Problem description:
Rewrite the material below with every "tally sheet" changed to "count log", leaving everything else as it is.

Dataset records:
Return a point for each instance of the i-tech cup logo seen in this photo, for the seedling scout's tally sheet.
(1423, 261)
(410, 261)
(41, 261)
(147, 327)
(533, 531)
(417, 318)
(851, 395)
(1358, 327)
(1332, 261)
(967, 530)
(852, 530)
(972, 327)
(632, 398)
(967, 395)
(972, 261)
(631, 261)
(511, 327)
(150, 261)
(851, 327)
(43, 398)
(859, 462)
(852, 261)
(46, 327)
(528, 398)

In response:
Return a point for each instance of the i-tech cup logo seen in this photo, for the seedling scout's count log.
(1423, 261)
(410, 261)
(41, 261)
(147, 327)
(533, 531)
(417, 318)
(851, 395)
(1358, 327)
(1332, 261)
(967, 530)
(852, 530)
(972, 327)
(632, 398)
(967, 395)
(972, 261)
(631, 261)
(511, 327)
(150, 261)
(851, 327)
(43, 398)
(859, 462)
(852, 261)
(46, 327)
(528, 398)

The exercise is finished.